# Consigne donnée 1
Affichez toutes les lignes contenant le mot « window ». La casse compte.

# Extrait à lire
+ + + +
Devant le silence assourdissant et complice des pouvoirs publics et des institutions, devant la violence quotidienne que vivent les personnes trans, intersexes, racisées, travailleurSEs du sexe, handies, grosses, séropositives.
Voici notre constat : l’État nous assassine.
–Act Up Paris & le FLIRT–
L’article de la semaine dernière était dédié à l’étude des chiffres partagés par Transrespect vs Transphobia à l’occasion de la Journée du Souvenir Trans de 2021. Comme nous l’avons vu, d’après les données récoltées par cette initiative, les personnes trans ne sont pas plus à risque d’être tuées que la population moyenne. Mes calculs ont été faits pour la France, mais Feminist Witch Memes a réalisé un document complet qui analyse la situation plus en profondeur. Son analyse couvre la France et les États-Unis.
Maintenant que les calculs ont été faits, la deuxième étape est d’analyser la communication autour de ces chiffre. J’ai encore une fois décidé de me concentrer sur la France, par souci de simplicité et de cohérence. Cependant, dans le but d’avoir plus de données à analyser, je mentionnerai des éléments provenant d’autres pays.
Cet article est donc dédié au traitement de la Journée du Souvenir Trans en France pour 2021. Les publications récupérées proviennent majoritairement d’Instagram, car c’est le seul média social que j’utilise. Je suis consciente que cela limite mon analyse, aussi, si vous avez des exemples d’autres publications, n’hésitez pas à me les envoyer ! Mon but est de démontrer que la présentation des informations est souvent malhonnête, volontairement incomplète voir carrément mensongère dans le but de créer de la peur et un sentiment d’insécurité.
Je vais ici parler de meurtres, et j’en ferai une analyse sociale et politique. Je vais aussi remettre en question plusieurs affirmations de l’activisme transgenre qui traitement de la vulnérabilité de la communauté trans. Et comme pour le dernier article, je vais me concentrer sur les meurtres, qui sont le sujet de la Journée du Souvenir Trans. Un autre article sera sans doute dédié aux autres formes de violence subies par les personnes trans.
+ + + +
# Consigne donnée 2
Remplacez « données » par « statistiques » dans le passage de l'extrait sur la Journée du Souvenir Trans compris entre « Voici notre constat » et « et les États-Unis. », bornes incluses, puis recopiez ce passage.

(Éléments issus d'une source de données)
+ + + +
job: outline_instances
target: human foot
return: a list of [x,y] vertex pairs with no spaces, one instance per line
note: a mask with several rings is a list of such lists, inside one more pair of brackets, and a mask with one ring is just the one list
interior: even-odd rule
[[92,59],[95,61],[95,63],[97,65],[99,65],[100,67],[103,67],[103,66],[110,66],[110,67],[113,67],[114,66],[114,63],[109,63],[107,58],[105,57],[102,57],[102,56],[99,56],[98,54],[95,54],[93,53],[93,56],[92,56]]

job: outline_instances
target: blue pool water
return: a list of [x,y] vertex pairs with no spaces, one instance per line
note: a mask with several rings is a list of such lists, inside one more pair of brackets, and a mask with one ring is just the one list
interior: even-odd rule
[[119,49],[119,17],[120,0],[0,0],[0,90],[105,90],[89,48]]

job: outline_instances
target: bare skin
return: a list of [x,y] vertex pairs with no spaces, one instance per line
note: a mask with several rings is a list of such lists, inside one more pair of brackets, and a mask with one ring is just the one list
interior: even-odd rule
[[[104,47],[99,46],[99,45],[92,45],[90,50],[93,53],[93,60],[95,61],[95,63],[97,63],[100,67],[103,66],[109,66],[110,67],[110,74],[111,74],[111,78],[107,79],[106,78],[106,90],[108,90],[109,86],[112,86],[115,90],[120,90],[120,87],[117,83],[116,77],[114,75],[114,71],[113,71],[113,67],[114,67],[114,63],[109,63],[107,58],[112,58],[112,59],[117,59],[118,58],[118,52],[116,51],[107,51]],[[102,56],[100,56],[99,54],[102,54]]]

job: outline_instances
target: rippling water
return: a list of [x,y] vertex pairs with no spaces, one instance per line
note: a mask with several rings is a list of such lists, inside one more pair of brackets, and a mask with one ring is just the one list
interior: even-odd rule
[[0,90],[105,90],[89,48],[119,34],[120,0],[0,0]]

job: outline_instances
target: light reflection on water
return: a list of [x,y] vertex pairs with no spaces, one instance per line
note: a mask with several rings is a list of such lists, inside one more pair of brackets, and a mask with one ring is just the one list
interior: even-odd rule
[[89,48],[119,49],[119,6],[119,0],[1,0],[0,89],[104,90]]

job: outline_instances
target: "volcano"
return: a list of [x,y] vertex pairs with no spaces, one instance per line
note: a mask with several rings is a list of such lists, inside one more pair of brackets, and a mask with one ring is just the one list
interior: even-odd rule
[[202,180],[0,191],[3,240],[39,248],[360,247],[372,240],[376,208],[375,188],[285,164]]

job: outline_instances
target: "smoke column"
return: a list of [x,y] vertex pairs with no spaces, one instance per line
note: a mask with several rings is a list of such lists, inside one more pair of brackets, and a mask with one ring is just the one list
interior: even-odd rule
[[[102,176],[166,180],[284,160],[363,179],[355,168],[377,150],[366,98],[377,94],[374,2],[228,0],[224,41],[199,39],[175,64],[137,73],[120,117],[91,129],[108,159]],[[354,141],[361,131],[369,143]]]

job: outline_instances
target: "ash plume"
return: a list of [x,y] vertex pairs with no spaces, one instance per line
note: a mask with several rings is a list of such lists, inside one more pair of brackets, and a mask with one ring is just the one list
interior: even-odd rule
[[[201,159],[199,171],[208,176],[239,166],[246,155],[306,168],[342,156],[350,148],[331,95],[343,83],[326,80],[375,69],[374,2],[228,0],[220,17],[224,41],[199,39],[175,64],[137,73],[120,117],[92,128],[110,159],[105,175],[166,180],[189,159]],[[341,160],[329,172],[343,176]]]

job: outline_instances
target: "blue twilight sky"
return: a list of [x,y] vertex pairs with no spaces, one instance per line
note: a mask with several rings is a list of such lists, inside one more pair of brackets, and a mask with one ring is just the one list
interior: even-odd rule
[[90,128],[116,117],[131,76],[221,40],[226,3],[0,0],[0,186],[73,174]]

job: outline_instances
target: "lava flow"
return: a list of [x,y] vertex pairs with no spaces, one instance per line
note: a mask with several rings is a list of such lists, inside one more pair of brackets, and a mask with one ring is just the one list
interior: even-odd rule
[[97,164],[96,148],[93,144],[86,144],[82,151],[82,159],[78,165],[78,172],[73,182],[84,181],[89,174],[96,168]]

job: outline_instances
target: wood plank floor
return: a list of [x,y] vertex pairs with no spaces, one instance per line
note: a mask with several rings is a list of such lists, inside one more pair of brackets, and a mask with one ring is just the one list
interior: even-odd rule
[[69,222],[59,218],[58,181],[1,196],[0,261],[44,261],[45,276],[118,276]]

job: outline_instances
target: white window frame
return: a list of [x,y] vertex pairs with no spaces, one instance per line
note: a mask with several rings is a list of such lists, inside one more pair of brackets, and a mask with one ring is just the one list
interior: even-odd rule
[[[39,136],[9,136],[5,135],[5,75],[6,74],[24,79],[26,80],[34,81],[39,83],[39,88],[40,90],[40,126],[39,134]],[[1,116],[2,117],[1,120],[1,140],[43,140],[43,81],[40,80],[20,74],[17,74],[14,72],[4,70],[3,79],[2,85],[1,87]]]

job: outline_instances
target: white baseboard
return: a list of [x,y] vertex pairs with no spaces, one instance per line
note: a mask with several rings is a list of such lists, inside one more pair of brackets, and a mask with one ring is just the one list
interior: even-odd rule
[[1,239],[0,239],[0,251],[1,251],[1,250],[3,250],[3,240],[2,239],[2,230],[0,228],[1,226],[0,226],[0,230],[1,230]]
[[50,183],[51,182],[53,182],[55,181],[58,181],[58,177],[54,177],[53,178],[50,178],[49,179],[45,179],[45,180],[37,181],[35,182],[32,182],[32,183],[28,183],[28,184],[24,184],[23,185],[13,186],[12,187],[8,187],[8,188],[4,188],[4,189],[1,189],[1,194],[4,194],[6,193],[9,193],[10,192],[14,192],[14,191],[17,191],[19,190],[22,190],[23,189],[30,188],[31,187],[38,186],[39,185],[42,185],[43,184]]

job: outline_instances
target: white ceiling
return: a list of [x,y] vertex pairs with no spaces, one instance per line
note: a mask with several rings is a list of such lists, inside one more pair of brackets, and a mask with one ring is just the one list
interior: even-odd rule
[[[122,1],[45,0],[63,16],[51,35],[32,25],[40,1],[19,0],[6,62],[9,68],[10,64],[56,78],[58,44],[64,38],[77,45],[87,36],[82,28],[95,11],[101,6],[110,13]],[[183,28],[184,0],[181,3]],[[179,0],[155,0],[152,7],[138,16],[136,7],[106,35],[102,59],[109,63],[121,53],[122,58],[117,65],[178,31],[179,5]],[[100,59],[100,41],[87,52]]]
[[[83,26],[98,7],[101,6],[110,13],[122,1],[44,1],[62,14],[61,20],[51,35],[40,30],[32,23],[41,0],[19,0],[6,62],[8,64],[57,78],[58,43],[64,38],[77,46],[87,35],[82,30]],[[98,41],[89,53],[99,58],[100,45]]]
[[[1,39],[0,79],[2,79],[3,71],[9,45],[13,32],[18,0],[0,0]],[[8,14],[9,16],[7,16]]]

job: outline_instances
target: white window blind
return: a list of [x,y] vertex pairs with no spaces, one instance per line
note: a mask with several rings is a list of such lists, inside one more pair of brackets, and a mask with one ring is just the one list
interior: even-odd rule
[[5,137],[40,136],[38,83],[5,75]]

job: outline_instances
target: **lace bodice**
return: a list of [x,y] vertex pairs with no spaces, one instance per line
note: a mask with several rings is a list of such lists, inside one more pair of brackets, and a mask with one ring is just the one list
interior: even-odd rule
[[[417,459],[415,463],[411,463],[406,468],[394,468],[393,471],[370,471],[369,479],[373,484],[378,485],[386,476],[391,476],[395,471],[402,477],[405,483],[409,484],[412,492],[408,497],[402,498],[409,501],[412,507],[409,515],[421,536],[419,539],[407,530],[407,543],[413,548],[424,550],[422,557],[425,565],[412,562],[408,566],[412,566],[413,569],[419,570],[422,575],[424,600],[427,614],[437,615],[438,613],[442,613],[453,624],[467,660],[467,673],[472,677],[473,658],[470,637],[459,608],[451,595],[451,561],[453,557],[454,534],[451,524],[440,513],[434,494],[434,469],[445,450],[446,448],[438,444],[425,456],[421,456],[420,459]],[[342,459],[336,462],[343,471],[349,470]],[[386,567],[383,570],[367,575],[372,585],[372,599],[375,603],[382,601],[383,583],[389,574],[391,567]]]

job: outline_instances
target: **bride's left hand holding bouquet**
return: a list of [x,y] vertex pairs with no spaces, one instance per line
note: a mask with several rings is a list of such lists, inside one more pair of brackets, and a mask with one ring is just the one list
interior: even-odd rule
+ + + +
# Solution proposée 1
target: white window frame
target: white window blind

# Solution proposée 2
Voici notre constat : l’État nous assassine.
–Act Up Paris & le FLIRT–
L’article de la semaine dernière était dédié à l’étude des chiffres partagés par Transrespect vs Transphobia à l’occasion de la Journée du Souvenir Trans de 2021. Comme nous l’avons vu, d’après les statistiques récoltées par cette initiative, les personnes trans ne sont pas plus à risque d’être tuées que la population moyenne. Mes calculs ont été faits pour la France, mais Feminist Witch Memes a réalisé un document complet qui analyse la situation plus en profondeur. Son analyse couvre la France et les États-Unis.